start Data section
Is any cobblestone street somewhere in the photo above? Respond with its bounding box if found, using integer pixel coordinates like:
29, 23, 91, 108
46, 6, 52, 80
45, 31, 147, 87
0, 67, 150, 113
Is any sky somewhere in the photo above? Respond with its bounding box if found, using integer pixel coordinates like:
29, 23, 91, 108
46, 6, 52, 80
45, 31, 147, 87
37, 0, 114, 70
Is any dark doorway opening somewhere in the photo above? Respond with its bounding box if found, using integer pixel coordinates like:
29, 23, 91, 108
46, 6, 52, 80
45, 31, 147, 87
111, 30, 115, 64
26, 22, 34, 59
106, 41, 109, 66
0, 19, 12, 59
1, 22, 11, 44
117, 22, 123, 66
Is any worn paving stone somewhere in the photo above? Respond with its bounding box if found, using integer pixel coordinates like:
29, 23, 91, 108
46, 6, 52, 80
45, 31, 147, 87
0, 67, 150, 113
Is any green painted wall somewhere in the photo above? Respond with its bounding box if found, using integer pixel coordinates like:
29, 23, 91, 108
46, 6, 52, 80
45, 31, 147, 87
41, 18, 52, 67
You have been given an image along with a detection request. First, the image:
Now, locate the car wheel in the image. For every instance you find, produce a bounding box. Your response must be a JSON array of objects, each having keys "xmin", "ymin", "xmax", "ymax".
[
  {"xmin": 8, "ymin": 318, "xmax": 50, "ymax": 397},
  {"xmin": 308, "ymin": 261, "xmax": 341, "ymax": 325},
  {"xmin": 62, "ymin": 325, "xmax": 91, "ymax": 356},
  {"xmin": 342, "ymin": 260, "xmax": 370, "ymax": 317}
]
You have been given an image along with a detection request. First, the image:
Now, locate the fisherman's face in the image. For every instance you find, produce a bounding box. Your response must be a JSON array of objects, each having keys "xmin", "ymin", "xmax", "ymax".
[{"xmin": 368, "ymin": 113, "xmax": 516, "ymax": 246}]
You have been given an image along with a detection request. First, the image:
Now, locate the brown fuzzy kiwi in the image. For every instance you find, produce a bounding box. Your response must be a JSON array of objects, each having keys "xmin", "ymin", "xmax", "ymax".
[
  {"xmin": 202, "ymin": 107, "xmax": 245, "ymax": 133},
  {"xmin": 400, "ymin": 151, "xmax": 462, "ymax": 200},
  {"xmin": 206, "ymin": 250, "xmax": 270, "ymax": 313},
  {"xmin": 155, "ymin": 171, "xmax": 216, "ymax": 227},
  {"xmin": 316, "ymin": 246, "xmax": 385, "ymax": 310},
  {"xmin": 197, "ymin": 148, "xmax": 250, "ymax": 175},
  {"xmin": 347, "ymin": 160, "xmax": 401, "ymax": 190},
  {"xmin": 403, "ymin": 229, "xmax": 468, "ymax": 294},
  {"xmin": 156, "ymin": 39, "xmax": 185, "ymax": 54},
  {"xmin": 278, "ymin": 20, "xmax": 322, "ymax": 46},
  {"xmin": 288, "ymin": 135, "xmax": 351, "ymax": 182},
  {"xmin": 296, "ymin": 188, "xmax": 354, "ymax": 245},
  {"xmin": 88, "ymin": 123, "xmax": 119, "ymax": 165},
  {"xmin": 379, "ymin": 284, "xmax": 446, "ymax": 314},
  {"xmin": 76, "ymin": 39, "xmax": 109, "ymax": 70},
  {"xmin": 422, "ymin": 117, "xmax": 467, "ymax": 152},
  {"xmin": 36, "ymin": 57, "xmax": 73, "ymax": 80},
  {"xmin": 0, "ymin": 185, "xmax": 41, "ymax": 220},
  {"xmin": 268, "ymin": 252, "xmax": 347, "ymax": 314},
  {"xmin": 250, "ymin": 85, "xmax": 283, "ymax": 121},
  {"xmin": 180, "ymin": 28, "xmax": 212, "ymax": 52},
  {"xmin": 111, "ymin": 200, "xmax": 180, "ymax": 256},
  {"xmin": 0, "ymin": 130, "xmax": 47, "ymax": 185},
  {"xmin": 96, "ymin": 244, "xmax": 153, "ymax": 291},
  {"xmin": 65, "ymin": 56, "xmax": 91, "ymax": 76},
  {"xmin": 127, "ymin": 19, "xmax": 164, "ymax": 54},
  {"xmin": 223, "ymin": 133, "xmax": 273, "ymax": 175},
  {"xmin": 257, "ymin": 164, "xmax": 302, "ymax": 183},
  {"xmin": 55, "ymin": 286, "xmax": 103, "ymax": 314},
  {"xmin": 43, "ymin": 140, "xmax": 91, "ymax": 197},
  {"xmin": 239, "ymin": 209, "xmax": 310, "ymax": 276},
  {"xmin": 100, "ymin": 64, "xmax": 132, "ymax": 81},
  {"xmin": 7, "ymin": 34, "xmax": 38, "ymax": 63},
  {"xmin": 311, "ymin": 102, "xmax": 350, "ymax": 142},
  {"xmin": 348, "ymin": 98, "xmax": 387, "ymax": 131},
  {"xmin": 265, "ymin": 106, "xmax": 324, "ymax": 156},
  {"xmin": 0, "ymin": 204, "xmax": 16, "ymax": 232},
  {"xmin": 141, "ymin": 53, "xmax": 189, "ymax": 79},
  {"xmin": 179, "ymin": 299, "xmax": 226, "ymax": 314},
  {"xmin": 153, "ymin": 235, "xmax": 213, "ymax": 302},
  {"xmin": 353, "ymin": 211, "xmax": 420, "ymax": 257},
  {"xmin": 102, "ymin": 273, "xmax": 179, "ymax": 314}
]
end Data section
Task: Rewrite the source rows from the very first line through the line with "37, 0, 114, 70", both included, keeping the requests and their sample coordinates unchanged. Multiply every bounding box coordinate in the answers by 1.8 and round each result to a whole number, with halves rounded up.

Written response:
Is any cobblestone street somewhere in the photo above? Respond with its bounding box if found, using integer pixel coordinates like:
29, 23, 91, 108
46, 6, 52, 80
45, 31, 147, 87
0, 121, 270, 203
Is any sky somewhere in the photo above? Respond with its bounding box if found, using integer pixel coordinates like:
29, 23, 91, 108
46, 6, 52, 80
45, 31, 147, 87
67, 0, 205, 126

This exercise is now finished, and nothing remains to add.